Te doen -
**1.** Kopieer uit de tekst over digitale basisvaardigheden voor leerlingen letterlijk het stuk dat begint bij de woorden "Leerlingen kunnen deze" en eindigt met "niet aanwezig zijn.".
**2.** Beantwoord de volgende vragen over de tekst over digitale basisvaardigheden voor leerlingen:
(a) Welke serious game wordt in de week van de mediawijsheid gespeeld?
(b) Hoe lang duren de taken op de werkkaarten ongeveer?
(c) In welke lessen leren alle leerlingen de beginselen van programmeren?
**3.** Schrijf de tekst over digitale basisvaardigheden voor leerlingen verder, te beginnen na de laatste zin.

De leerkrachten denken dat veel onderwerpen aan de orde kunnen komen in bestaande lessen, maar dat er ook een deel is dat apart als basisvaardigheden een plaats moet krijgen om leerlingen in ieder geval bekend te maken met de grondbeginselen zoals accounts, bestanden en bewaren. In de week van de mediawijsheid wordt de serious game Mediamasters gespeeld en voor informatievaardigheden gaan leerlingen naar de bibliotheek waar ze lessen krijgen over onderwerpen als nepnieuws en de rol van media. Om de basisvaardigheden zo flexibel mogelijk aan te bieden zijn er werkkaarten gemaakt die deel uit kunnen maken van weektaken.

Leerlingen kunnen deze taken zelfstandig uitvoeren. Ze duren ongeveer een kwartier en door verschillende kaarten te gebruiken kunnen leerlingen in hun eigen tempo en op hun eigen niveau werken. Een vraag is nog of lessen rondom computational thinking een plaats moeten krijgen in het nieuwe curriculum. Voor alle leerlingen worden er lessen Scratch aangeboden om de beginselen van programmeren onder de knie te krijgen. De leerlingen kunnen de opdrachten allemaal prima aan, maar de voorbereiding en de verdieping voor de leerkracht vraagt kennis en vaardigheden die op dit gebied bij de meeste leerkrachten niet aanwezig zijn.

Overzicht van rijen -
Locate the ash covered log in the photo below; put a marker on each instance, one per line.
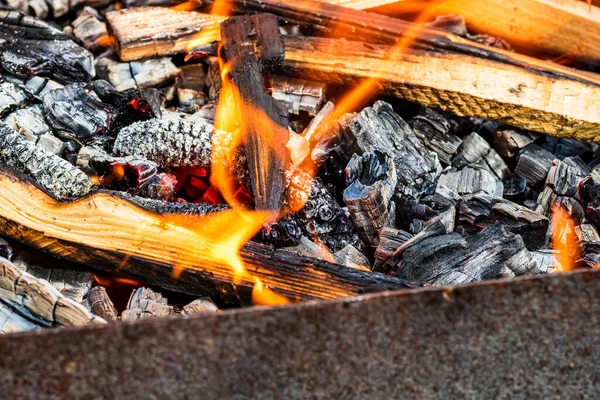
(371, 182)
(155, 245)
(29, 46)
(438, 258)
(57, 176)
(479, 211)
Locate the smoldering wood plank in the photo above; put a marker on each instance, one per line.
(108, 233)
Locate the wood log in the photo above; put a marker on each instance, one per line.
(108, 233)
(516, 90)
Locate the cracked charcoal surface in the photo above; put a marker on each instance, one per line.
(55, 175)
(172, 142)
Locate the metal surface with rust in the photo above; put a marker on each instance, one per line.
(523, 338)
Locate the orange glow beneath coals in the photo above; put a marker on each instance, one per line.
(564, 238)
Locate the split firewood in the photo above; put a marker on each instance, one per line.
(29, 46)
(371, 182)
(39, 300)
(146, 303)
(155, 248)
(98, 302)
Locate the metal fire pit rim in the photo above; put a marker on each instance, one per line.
(406, 294)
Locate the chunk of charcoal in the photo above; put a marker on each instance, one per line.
(434, 131)
(138, 74)
(508, 141)
(52, 173)
(51, 144)
(390, 240)
(11, 97)
(91, 30)
(480, 211)
(5, 249)
(533, 164)
(380, 128)
(351, 257)
(160, 187)
(470, 180)
(190, 100)
(515, 188)
(29, 46)
(297, 94)
(476, 150)
(450, 259)
(371, 180)
(286, 232)
(172, 142)
(577, 163)
(29, 122)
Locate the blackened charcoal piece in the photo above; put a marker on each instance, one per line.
(324, 220)
(380, 128)
(29, 46)
(450, 259)
(55, 175)
(11, 97)
(137, 74)
(515, 188)
(470, 180)
(284, 233)
(508, 141)
(434, 131)
(172, 142)
(29, 122)
(371, 180)
(476, 150)
(297, 94)
(480, 211)
(77, 114)
(351, 257)
(577, 163)
(91, 30)
(534, 164)
(390, 240)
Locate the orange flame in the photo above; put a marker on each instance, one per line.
(563, 238)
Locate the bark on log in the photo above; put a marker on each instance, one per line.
(103, 230)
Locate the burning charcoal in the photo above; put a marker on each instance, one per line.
(39, 299)
(171, 142)
(298, 94)
(380, 128)
(160, 187)
(98, 302)
(283, 233)
(11, 97)
(470, 180)
(508, 141)
(51, 144)
(476, 150)
(29, 46)
(57, 176)
(351, 257)
(371, 180)
(138, 74)
(200, 306)
(91, 30)
(146, 303)
(390, 240)
(191, 101)
(480, 211)
(450, 259)
(534, 164)
(29, 122)
(434, 132)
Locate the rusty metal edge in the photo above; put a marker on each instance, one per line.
(528, 337)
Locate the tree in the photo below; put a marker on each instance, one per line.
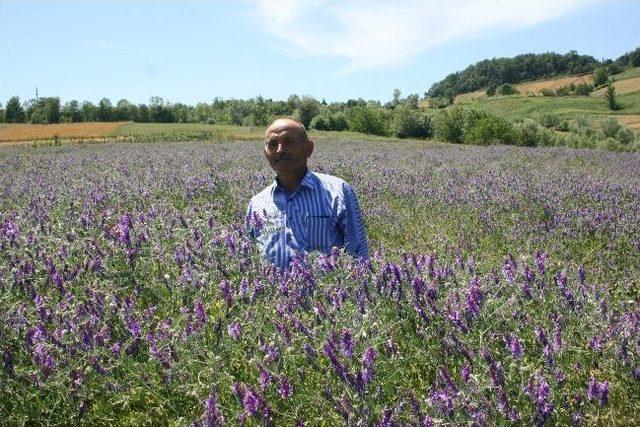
(105, 110)
(71, 112)
(610, 94)
(14, 112)
(600, 77)
(89, 112)
(306, 110)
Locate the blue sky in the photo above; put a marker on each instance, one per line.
(193, 51)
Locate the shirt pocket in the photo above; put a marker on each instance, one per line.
(320, 230)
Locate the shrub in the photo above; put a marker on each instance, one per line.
(610, 95)
(610, 128)
(583, 89)
(491, 129)
(549, 120)
(600, 77)
(320, 123)
(409, 123)
(626, 136)
(368, 120)
(528, 132)
(450, 125)
(563, 126)
(507, 89)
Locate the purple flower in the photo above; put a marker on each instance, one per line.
(466, 373)
(347, 343)
(515, 347)
(212, 415)
(234, 329)
(284, 387)
(475, 298)
(251, 402)
(200, 312)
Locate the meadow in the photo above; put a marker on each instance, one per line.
(503, 288)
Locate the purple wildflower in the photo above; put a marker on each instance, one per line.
(347, 343)
(284, 387)
(234, 329)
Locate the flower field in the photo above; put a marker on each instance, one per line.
(504, 289)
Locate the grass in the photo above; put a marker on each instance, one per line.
(37, 132)
(518, 106)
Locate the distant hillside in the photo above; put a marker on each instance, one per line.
(526, 67)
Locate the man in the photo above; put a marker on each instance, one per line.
(301, 210)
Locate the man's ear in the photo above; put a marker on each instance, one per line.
(309, 147)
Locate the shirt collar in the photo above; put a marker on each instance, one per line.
(307, 181)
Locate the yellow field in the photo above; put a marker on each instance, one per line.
(631, 120)
(623, 86)
(28, 132)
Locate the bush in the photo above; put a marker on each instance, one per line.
(528, 133)
(507, 89)
(626, 136)
(600, 77)
(549, 120)
(450, 126)
(582, 126)
(320, 123)
(368, 120)
(409, 123)
(583, 89)
(563, 126)
(491, 129)
(610, 128)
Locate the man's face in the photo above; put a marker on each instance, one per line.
(286, 147)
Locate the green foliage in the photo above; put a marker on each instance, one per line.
(367, 119)
(71, 112)
(450, 125)
(549, 120)
(105, 110)
(610, 95)
(626, 136)
(600, 77)
(521, 68)
(44, 110)
(489, 130)
(506, 89)
(610, 127)
(547, 92)
(306, 109)
(14, 113)
(409, 123)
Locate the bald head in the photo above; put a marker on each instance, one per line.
(287, 148)
(287, 125)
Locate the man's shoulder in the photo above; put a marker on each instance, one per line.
(331, 182)
(264, 196)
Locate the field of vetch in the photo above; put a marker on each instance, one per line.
(503, 289)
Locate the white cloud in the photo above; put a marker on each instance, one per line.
(387, 33)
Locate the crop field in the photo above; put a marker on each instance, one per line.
(503, 289)
(30, 132)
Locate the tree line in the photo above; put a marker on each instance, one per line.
(498, 71)
(399, 117)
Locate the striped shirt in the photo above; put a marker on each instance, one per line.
(321, 213)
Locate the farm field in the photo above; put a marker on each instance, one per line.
(33, 132)
(503, 288)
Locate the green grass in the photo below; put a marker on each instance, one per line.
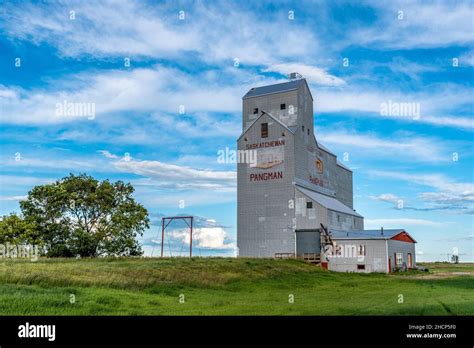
(226, 286)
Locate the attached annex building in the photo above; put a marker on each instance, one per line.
(294, 198)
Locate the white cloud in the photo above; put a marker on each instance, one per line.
(205, 237)
(398, 223)
(404, 148)
(436, 24)
(436, 106)
(386, 197)
(107, 154)
(313, 74)
(216, 32)
(457, 196)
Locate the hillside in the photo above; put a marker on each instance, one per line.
(225, 286)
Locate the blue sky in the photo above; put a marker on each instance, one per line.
(355, 55)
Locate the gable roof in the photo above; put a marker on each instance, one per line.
(272, 117)
(327, 202)
(325, 149)
(342, 166)
(277, 88)
(369, 234)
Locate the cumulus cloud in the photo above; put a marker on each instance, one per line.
(449, 195)
(403, 148)
(452, 25)
(398, 223)
(313, 74)
(386, 197)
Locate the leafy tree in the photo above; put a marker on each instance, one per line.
(78, 215)
(16, 230)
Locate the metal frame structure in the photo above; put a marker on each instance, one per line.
(185, 219)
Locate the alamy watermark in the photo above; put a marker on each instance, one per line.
(22, 251)
(81, 109)
(397, 109)
(228, 156)
(349, 251)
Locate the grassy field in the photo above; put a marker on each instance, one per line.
(226, 286)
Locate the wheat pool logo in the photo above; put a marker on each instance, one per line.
(319, 166)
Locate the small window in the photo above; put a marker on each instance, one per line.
(264, 130)
(399, 259)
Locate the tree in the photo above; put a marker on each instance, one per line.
(80, 216)
(16, 230)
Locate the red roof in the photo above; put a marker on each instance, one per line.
(404, 237)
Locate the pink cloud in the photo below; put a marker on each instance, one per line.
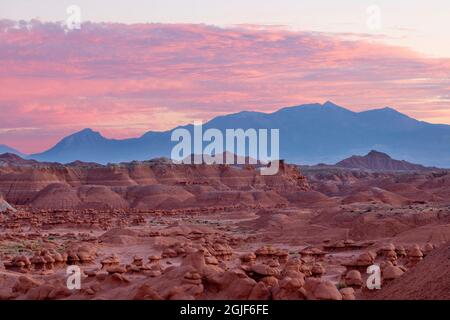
(127, 79)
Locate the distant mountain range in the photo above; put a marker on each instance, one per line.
(309, 134)
(378, 161)
(6, 149)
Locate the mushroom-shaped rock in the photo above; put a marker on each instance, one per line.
(116, 269)
(317, 270)
(265, 270)
(138, 261)
(347, 293)
(392, 272)
(353, 278)
(110, 261)
(289, 289)
(428, 248)
(154, 259)
(321, 290)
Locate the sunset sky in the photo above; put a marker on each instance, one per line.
(141, 65)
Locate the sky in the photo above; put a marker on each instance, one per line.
(141, 65)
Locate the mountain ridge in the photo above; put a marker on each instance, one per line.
(309, 134)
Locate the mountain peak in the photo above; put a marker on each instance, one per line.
(375, 153)
(378, 161)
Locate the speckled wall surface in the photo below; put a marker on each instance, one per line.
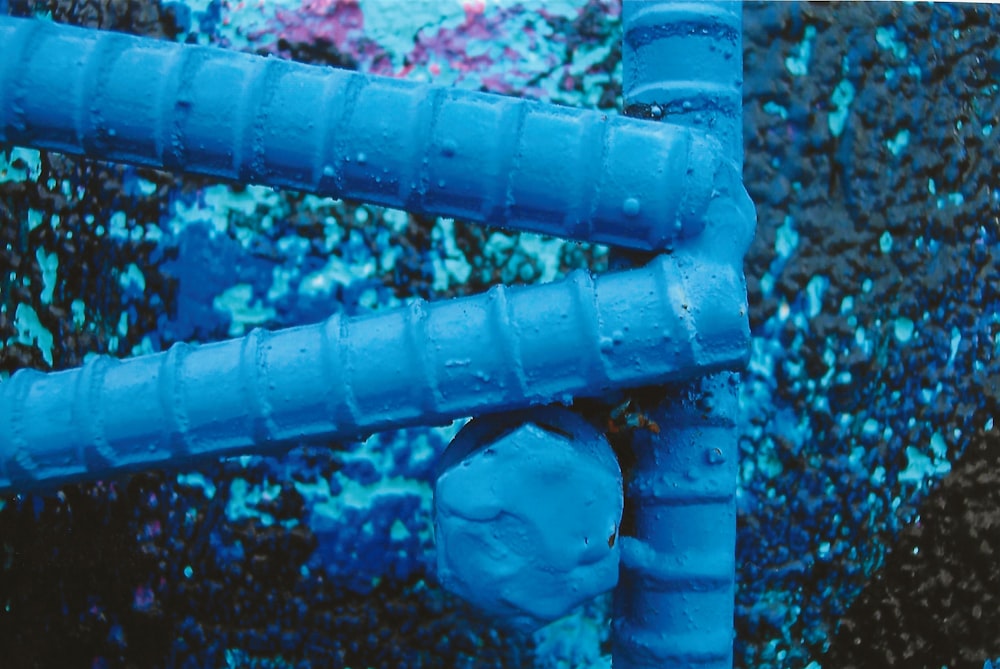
(870, 505)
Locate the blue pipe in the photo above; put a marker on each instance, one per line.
(497, 160)
(682, 63)
(420, 365)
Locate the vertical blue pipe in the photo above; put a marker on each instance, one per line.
(682, 62)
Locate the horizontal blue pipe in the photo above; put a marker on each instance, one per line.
(486, 158)
(424, 364)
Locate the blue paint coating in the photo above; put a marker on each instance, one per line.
(682, 63)
(527, 509)
(498, 160)
(424, 364)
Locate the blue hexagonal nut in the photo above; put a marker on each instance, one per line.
(527, 507)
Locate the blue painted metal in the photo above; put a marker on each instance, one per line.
(682, 63)
(427, 363)
(527, 506)
(498, 160)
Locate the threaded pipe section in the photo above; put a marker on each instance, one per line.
(486, 158)
(427, 363)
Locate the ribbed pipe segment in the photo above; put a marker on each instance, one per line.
(682, 63)
(424, 364)
(486, 158)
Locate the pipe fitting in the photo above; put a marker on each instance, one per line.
(527, 507)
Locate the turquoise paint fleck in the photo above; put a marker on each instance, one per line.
(903, 329)
(79, 311)
(29, 157)
(243, 309)
(34, 219)
(888, 39)
(885, 242)
(798, 62)
(48, 263)
(776, 109)
(899, 142)
(814, 295)
(133, 276)
(30, 331)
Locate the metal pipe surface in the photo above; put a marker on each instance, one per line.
(424, 364)
(682, 63)
(487, 158)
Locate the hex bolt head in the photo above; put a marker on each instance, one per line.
(527, 507)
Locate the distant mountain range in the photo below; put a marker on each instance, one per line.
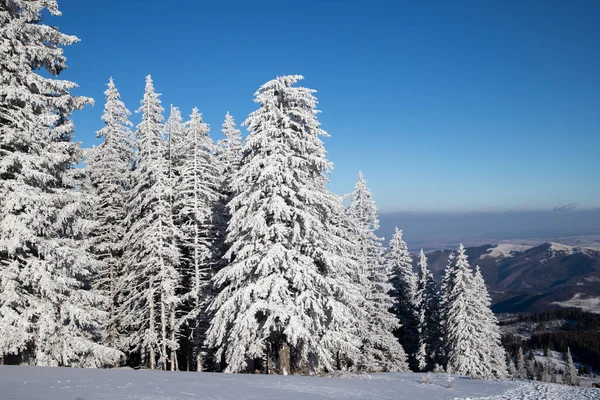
(524, 278)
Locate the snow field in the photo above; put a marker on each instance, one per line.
(37, 383)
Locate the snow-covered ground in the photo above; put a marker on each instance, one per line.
(504, 250)
(33, 383)
(579, 300)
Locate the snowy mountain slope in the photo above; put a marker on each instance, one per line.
(524, 278)
(504, 250)
(33, 383)
(579, 300)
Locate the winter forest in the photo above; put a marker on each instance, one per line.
(161, 249)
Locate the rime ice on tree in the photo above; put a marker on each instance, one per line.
(283, 288)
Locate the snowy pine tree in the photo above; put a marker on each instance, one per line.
(472, 336)
(380, 349)
(48, 314)
(489, 332)
(229, 150)
(570, 376)
(109, 169)
(197, 195)
(521, 372)
(404, 282)
(512, 370)
(428, 301)
(147, 291)
(460, 326)
(283, 296)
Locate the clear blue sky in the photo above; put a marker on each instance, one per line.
(444, 105)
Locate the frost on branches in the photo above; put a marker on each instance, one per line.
(428, 313)
(229, 150)
(147, 290)
(404, 281)
(283, 288)
(197, 196)
(472, 338)
(109, 170)
(48, 314)
(380, 348)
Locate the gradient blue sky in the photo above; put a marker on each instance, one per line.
(444, 105)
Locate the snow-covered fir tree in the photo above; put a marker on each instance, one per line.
(472, 338)
(521, 371)
(549, 369)
(176, 152)
(460, 341)
(48, 314)
(177, 147)
(570, 376)
(197, 195)
(489, 332)
(512, 370)
(109, 169)
(147, 290)
(380, 348)
(530, 365)
(284, 296)
(229, 150)
(404, 281)
(428, 308)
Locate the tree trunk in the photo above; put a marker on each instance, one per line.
(151, 361)
(284, 359)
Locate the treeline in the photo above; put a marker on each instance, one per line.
(585, 346)
(575, 319)
(169, 251)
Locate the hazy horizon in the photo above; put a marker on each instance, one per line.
(440, 230)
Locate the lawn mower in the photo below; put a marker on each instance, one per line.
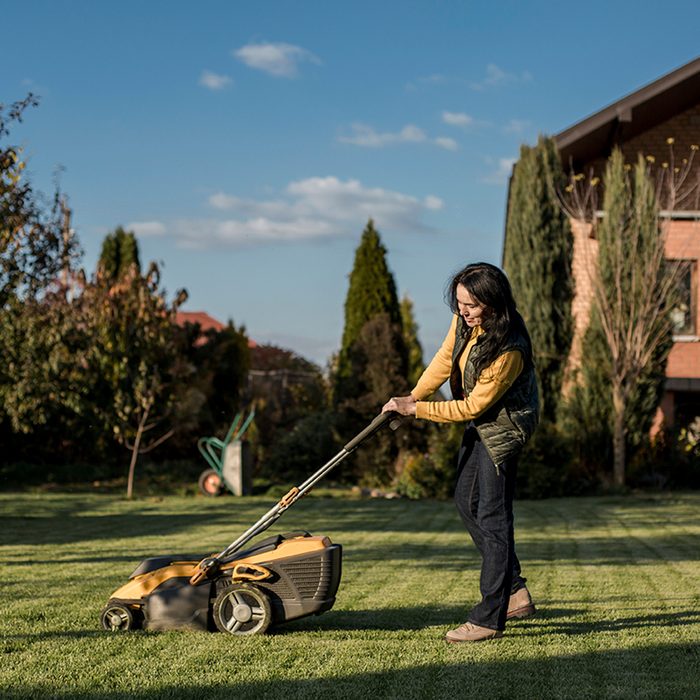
(240, 591)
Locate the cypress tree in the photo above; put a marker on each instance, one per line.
(120, 251)
(371, 293)
(537, 259)
(373, 361)
(410, 337)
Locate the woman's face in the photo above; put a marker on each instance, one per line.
(469, 308)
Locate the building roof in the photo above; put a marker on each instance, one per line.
(653, 104)
(206, 323)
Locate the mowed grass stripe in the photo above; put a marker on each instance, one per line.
(410, 574)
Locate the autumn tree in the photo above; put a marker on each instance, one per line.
(40, 343)
(634, 286)
(141, 379)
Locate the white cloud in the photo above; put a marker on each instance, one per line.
(367, 137)
(501, 170)
(364, 135)
(281, 60)
(457, 119)
(147, 228)
(214, 81)
(516, 126)
(316, 208)
(433, 202)
(447, 143)
(496, 77)
(434, 79)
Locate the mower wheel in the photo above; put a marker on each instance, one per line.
(242, 609)
(210, 483)
(116, 617)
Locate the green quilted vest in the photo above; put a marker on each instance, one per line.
(508, 424)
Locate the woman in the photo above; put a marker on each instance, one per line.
(487, 356)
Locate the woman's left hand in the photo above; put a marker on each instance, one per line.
(405, 405)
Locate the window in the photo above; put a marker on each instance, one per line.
(684, 312)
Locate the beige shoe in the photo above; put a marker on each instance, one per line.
(469, 632)
(520, 605)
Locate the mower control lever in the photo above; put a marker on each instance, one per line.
(204, 569)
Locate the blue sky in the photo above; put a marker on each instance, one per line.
(248, 143)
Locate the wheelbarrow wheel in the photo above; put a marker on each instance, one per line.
(242, 609)
(210, 483)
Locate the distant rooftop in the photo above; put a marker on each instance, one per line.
(651, 105)
(205, 321)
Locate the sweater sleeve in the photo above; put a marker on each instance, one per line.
(438, 371)
(493, 382)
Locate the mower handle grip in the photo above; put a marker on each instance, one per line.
(371, 429)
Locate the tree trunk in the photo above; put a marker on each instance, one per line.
(135, 454)
(619, 435)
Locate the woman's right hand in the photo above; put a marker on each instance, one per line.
(405, 405)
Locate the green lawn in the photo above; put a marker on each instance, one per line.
(616, 580)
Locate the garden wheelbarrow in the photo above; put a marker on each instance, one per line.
(228, 460)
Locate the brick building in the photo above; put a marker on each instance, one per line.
(642, 122)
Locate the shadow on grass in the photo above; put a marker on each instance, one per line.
(658, 671)
(549, 621)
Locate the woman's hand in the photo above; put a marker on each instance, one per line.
(405, 405)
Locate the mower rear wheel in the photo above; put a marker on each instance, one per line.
(242, 609)
(210, 483)
(116, 617)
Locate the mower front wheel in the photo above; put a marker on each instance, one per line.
(242, 609)
(210, 483)
(116, 617)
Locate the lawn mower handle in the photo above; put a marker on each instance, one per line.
(373, 427)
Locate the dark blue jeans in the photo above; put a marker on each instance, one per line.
(484, 498)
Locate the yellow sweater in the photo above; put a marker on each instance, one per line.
(492, 383)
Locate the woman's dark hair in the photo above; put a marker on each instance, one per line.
(488, 285)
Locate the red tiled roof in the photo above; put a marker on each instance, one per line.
(205, 321)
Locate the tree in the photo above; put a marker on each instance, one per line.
(120, 251)
(40, 339)
(410, 337)
(373, 359)
(371, 292)
(633, 284)
(140, 377)
(537, 259)
(291, 403)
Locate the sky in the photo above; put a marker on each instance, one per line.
(247, 143)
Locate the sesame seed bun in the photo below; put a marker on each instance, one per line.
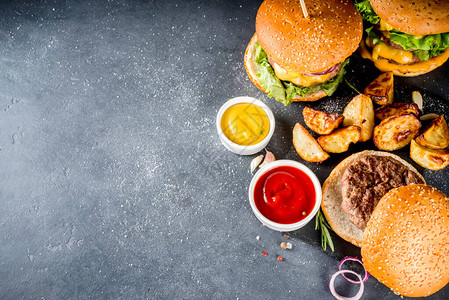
(417, 17)
(330, 34)
(251, 69)
(332, 197)
(406, 242)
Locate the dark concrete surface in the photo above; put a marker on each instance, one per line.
(114, 184)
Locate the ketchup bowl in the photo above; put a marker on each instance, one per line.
(285, 195)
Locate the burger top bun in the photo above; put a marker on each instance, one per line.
(329, 35)
(251, 69)
(406, 242)
(417, 17)
(332, 197)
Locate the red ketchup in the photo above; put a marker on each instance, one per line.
(284, 195)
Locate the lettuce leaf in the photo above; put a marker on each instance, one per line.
(368, 14)
(424, 47)
(284, 91)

Antwoorden per taak -
**1.**
Leerlingen kunnen deze taken zelfstandig uitvoeren. Ze duren ongeveer een kwartier en door verschillende kaarten te gebruiken kunnen leerlingen in hun eigen tempo en op hun eigen niveau werken. Een vraag is nog of lessen rondom computational thinking een plaats moeten krijgen in het nieuwe curriculum. Voor alle leerlingen worden er lessen Scratch aangeboden om de beginselen van programmeren onder de knie te krijgen. De leerlingen kunnen de opdrachten allemaal prima aan, maar de voorbereiding en de verdieping voor de leerkracht vraagt kennis en vaardigheden die op dit gebied bij de meeste leerkrachten niet aanwezig zijn.

**2.**
(a) Mediamasters.
(b) Ongeveer een kwartier.
(c) In lessen Scratch.

**3.**
Een andere basisschool in Zuid Holland ontwikkelde een leerlijn digitale geletterdheid met een pedagogische insteek (https://www.kennisnet.nl/artikel/leerlijn-digitale-geletterdheid-vanuit-

pedagogische-visie/). Voor deze school was het niet de vraag óf digitale geletterdheid bij hun

vrijeschool-onderwijs past, maar wel hoe. De school wil leerlingen bijbrengen hoe ze ICT veilig, vaardig, aardig en waardig kunnen gebruiken. Vanuit de onderwijsvisie is het team gaan nadenken over de specifieke invulling van digitale geletterdheid voor hun leerlingen, hun school en hun onderwijsprogramma. Daarna werd gekeken welke leermiddelen daarbij passen. De leerdoelen op het gebied van digitale geletterdheid koppelt het team zoveel mogelijk aan het bestaande lesprogramma. Een groot voordeel van deze werkwijze is dat digitale geletterdheid veelal geen aparte les hoeft te worden, maar geïntegreerd kan worden in bestaande lessen.

Waar dat niet lukt, wordt gezocht naar passende lesinhoud. Zo zit er bijvoorbeeld een opbouw in lessen over hoe kennis tot stand komt, de grondbeginselen van het overdragen van kennis door vertellen, het verder verspreiden door op te schrijven, de boekdrukkunst. Door hier ook het wereldwijd publiceren via internet aan toe te voegen wordt een onderdeel van digitale

geletterdheid geïntegreerd in de bestaande thema's.

Een basisschool in Gelderland is samen met een school voor voortgezet onderwijs bezig met een doorlopende leerlijn digitale geletterdheid. De vragen die besproken worden zijn onder andere: wat mag het vo verwachten van het po?, hoe is de aansluiting?, hoe lopen

onderwerpen/thema's door? welk onderwerp/thema hoort in welk leerjaar? Er wordt nadrukkelijk gedacht vanuit een gezamenlijke visie. Het vaststellen van een gedeelde visie is één van de beginpunten geweest voor het ontwikkelen van een leerlijn. De basisschool heeft hier ook een professionaliseringstraject aan gekoppeld voor de leerkrachten.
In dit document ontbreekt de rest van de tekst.